>>>>

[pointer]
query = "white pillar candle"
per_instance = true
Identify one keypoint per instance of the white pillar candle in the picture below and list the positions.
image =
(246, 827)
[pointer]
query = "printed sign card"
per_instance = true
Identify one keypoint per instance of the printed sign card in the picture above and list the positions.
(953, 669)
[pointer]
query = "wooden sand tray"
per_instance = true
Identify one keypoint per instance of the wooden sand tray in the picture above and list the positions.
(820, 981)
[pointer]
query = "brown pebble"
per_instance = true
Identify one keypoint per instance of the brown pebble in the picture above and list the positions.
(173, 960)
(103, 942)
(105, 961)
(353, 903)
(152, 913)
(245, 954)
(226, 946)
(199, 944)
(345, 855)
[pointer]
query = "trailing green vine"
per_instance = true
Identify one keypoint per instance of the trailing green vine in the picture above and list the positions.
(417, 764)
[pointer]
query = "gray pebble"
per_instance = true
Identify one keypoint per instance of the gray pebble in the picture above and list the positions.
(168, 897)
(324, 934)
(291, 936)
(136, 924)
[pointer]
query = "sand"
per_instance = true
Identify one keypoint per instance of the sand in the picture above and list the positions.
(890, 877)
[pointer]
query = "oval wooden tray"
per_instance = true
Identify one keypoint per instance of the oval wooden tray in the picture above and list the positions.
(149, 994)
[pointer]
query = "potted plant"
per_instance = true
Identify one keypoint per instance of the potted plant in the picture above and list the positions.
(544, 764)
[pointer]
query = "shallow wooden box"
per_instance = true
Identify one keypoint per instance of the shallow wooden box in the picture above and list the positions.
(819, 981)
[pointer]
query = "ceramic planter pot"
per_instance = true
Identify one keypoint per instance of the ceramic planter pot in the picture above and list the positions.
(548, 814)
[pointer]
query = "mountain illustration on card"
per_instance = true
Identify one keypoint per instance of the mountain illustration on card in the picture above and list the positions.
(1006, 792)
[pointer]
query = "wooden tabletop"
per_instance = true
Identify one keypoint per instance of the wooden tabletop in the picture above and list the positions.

<<<<

• TASK TO COMPLETE:
Nothing may be left out: return each entry exactly as it reads.

• SOLUTION:
[pointer]
query = "white pillar candle"
per_instance = true
Identify one keypoint per instance of the white pillar candle in the picture below and list the positions.
image =
(246, 827)
[pointer]
query = "printed sign card"
per_instance = true
Identify one keypoint per instance of the printed sign card in the picture above and list the positions.
(953, 669)
[pointer]
query = "wooden sand tray"
per_instance = true
Identify one keypoint per instance of the wooden sand tray in the picture above and list the positions.
(820, 981)
[pointer]
query = "brown pebble"
per_instance = true
Identify one keypoint per instance of the brown pebble in the picture above and list the positions.
(173, 960)
(103, 942)
(105, 961)
(353, 903)
(152, 913)
(245, 954)
(226, 946)
(199, 944)
(345, 855)
[pointer]
query = "trailing green vine"
per_instance = true
Identify one keypoint per instance of the trailing green vine in the picture above and list the positions.
(417, 764)
[pointer]
query = "gray pebble"
per_instance = true
Identify one keypoint per instance of the gray pebble in the picture above and list the positions.
(168, 897)
(324, 934)
(291, 936)
(136, 924)
[pointer]
query = "sand"
per_instance = true
Identify one keypoint per instance of the sand in the picture above and list the positions.
(890, 877)
[pointer]
query = "oval wooden tray"
per_instance = true
Identify one keypoint per instance of the oval wooden tray in the picture above and list the positions.
(149, 994)
[pointer]
query = "potted plant"
per_instance = true
Identify one keypoint per instance of the potted plant in the picture above and list the positions.
(544, 764)
[pointer]
query = "shallow wooden box"
per_instance = true
Identify one keypoint per instance of the shallow wooden box in the picture above and list the positions.
(819, 981)
[pointer]
query = "ceramic planter pot"
per_instance = true
Identify one keypoint per instance of the ceramic planter pot in the picture above and list the positions.
(548, 814)
[pointer]
query = "mountain illustration on card"
per_instance = true
Identify one keypoint per instance of the mountain illustration on card in the picture above and list the positions.
(1006, 792)
[pointer]
query = "wooden tabletop"
per_instance = true
Identify one keypoint per instance of the wooden tabletop in the picture above and list the positions.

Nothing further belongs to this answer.